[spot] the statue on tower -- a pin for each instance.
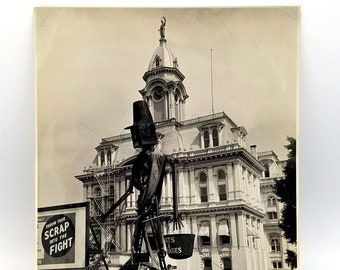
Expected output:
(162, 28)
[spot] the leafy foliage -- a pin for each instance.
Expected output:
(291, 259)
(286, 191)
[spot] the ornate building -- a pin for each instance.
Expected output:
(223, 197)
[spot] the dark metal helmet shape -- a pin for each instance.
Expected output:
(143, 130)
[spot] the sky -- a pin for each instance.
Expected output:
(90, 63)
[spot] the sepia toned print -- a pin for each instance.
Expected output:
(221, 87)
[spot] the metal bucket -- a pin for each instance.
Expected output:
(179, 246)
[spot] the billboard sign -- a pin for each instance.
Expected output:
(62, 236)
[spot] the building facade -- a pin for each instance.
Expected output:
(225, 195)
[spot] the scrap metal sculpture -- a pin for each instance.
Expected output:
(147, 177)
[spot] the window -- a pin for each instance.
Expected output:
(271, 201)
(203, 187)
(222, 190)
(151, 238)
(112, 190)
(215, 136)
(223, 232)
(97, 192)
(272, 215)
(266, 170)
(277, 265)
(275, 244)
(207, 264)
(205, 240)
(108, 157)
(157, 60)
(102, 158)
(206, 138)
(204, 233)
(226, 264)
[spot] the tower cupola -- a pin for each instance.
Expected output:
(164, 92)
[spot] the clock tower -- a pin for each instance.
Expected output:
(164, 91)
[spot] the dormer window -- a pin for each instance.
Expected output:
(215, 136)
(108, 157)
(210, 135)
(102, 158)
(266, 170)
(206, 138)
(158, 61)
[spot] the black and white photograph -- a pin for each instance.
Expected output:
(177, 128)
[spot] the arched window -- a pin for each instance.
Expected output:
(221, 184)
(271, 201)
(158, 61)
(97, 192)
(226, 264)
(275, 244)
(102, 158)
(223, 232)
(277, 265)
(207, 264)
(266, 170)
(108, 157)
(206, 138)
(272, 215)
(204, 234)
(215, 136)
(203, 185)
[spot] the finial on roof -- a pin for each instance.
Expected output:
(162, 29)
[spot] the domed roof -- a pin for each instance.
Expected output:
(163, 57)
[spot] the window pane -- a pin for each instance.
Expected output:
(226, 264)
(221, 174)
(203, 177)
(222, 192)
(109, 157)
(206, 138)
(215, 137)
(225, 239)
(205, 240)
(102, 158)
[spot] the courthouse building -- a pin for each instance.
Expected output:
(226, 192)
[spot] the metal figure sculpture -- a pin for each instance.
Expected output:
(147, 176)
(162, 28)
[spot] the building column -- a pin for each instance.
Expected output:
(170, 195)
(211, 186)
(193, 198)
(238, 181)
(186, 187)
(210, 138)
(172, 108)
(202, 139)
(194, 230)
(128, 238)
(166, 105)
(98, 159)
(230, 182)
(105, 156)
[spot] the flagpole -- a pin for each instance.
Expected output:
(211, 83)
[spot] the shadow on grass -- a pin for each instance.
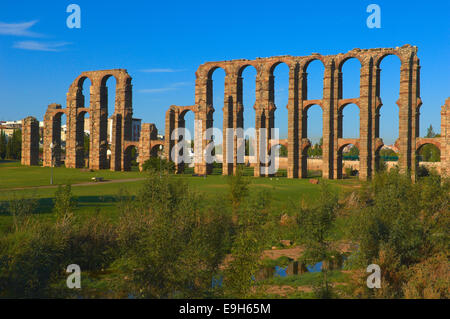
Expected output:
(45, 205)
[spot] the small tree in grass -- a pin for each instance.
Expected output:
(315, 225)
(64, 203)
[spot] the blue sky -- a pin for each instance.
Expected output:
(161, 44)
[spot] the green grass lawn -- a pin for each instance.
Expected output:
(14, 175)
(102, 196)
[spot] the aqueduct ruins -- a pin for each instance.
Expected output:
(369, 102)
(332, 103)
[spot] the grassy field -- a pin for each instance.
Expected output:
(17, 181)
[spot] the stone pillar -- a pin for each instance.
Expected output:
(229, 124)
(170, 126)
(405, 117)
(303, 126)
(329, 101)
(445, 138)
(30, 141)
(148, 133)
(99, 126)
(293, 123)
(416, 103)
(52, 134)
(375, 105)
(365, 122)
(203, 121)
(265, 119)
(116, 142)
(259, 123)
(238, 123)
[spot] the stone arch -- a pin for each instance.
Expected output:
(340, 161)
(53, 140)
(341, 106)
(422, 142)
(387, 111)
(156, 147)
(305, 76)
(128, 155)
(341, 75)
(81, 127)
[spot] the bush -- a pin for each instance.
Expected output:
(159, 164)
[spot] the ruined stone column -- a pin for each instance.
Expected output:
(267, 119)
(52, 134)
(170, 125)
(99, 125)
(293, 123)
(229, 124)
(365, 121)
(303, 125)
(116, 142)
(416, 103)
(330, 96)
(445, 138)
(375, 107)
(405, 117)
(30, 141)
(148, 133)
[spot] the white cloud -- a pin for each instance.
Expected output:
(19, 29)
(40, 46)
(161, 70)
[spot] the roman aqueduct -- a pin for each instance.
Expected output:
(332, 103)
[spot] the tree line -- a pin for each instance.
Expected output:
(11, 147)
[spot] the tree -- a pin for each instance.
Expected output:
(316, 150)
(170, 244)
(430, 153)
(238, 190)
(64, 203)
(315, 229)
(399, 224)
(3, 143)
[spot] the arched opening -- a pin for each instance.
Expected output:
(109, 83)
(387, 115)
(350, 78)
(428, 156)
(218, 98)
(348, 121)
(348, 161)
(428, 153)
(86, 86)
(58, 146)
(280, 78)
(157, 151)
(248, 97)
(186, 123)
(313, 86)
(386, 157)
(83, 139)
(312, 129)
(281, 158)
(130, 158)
◇ ◇ ◇
- **Given request**
Print all of the items above verbatim, omitting the pictures.

- **Correct output**
[spot] the statue on tower -- a pin for each instance.
Expected output:
(162, 28)
[spot] the leafy foliage -- a pin for each instance.
Expected output:
(291, 259)
(286, 191)
[spot] the ornate building -- a pin for each instance.
Expected output:
(223, 197)
[spot] the dark metal helmet shape -- a pin for each instance.
Expected output:
(143, 130)
[spot] the sky -- a pin for each instance.
Expected output:
(90, 63)
[spot] the sepia toned print -- a pin for each instance.
Expected output:
(221, 87)
[spot] the metal bucket -- a pin for each instance.
Expected output:
(179, 246)
[spot] the billboard sign -- a pin for each instance.
Expected output:
(62, 236)
[spot] the building facade -- a pin for each instance.
Expected output:
(225, 195)
[spot] the scrap metal sculpture -- a pin for each instance.
Expected output:
(147, 177)
[spot] the window -- a pin for each instance.
Expected output:
(271, 201)
(203, 187)
(222, 190)
(151, 238)
(112, 190)
(215, 136)
(223, 232)
(97, 192)
(272, 215)
(266, 170)
(277, 265)
(275, 244)
(207, 264)
(205, 240)
(108, 157)
(157, 60)
(102, 158)
(206, 138)
(204, 233)
(226, 264)
[spot] the tower cupola -- a pin for each instance.
Expected output:
(164, 92)
[spot] the clock tower -- a pin for each instance.
Expected output:
(164, 91)
[spot] the dormer window -- a pin for each instance.
Expected output:
(215, 136)
(108, 157)
(210, 135)
(102, 158)
(266, 170)
(206, 138)
(158, 61)
[spot] the black and white photograph -- a pin for each instance.
Expected output:
(177, 128)
[spot] the arched window -- a pin for each instance.
Expected output:
(221, 184)
(271, 201)
(158, 61)
(97, 192)
(226, 264)
(275, 244)
(102, 158)
(223, 232)
(277, 265)
(207, 264)
(266, 170)
(108, 157)
(206, 138)
(272, 215)
(204, 234)
(215, 136)
(203, 185)
[spot] the finial on roof -- a pin for each instance.
Expected output:
(162, 29)
[spot] the domed roof -- a pin for each instance.
Expected output:
(163, 57)
[spot] the window pane -- a pin for each instance.
Expected output:
(226, 264)
(221, 174)
(203, 177)
(222, 192)
(109, 157)
(206, 138)
(215, 137)
(225, 239)
(205, 240)
(102, 158)
[spot] the courthouse building -- a pin for each instance.
Expected output:
(226, 192)
[spot] the metal figure sculpture -- a pin for each instance.
Expected output:
(147, 176)
(162, 28)
[spot] the building column -- a pin for each instance.
Expected output:
(170, 195)
(211, 186)
(193, 198)
(238, 181)
(186, 187)
(210, 138)
(172, 108)
(202, 139)
(194, 230)
(128, 238)
(166, 105)
(98, 159)
(230, 182)
(105, 156)
[spot] the flagpole -- a pin for each instance.
Expected output:
(211, 83)
[spot] the shadow on grass -- a pin for each instance.
Expected output:
(45, 205)
[spot] the small tree in grass -- a pin for each instance.
Expected output:
(315, 225)
(64, 203)
[spot] the blue sky -- a pin for each instance.
Expected output:
(161, 44)
[spot] the green grass lawn -- a pin for each instance.
Expected output:
(14, 175)
(102, 196)
[spot] the aqueduct ruins -- a pin for each instance.
Expected output:
(369, 102)
(332, 103)
[spot] the grassy field -- a pin for each instance.
Expected output:
(17, 181)
[spot] the stone pillar -- a pin for each instance.
Expected output:
(229, 124)
(170, 126)
(405, 117)
(303, 126)
(329, 101)
(445, 138)
(30, 141)
(148, 133)
(99, 126)
(293, 123)
(416, 103)
(52, 134)
(375, 105)
(365, 122)
(203, 121)
(265, 119)
(116, 142)
(259, 123)
(238, 123)
[spot] the stone arch -- a pin for each instance.
Expected output:
(340, 161)
(53, 140)
(341, 106)
(422, 142)
(387, 111)
(156, 147)
(305, 76)
(128, 155)
(341, 75)
(81, 127)
[spot] the bush -- a pin for each instance.
Expected output:
(159, 164)
[spot] the ruined stone column -- a pin for each instance.
Expected output:
(267, 119)
(52, 134)
(170, 125)
(99, 125)
(293, 123)
(229, 124)
(365, 121)
(303, 125)
(116, 142)
(416, 103)
(330, 96)
(445, 138)
(375, 107)
(405, 117)
(30, 141)
(148, 133)
[spot] the white cloud -- a pin for each instance.
Expected output:
(19, 29)
(40, 46)
(161, 70)
[spot] the roman aqueduct -- a pin for each instance.
Expected output:
(332, 103)
[spot] the tree line -- a pin for each instance.
Expected output:
(11, 147)
[spot] the tree -- a pin for each instance.
Expected output:
(316, 150)
(170, 244)
(430, 153)
(238, 190)
(64, 203)
(315, 229)
(399, 224)
(3, 143)
[spot] the arched opening -- a pin for each instance.
Expected output:
(109, 83)
(387, 115)
(350, 78)
(428, 156)
(218, 98)
(348, 121)
(348, 161)
(428, 153)
(86, 86)
(58, 146)
(280, 78)
(157, 151)
(248, 97)
(186, 123)
(313, 86)
(386, 157)
(83, 139)
(312, 129)
(281, 158)
(130, 158)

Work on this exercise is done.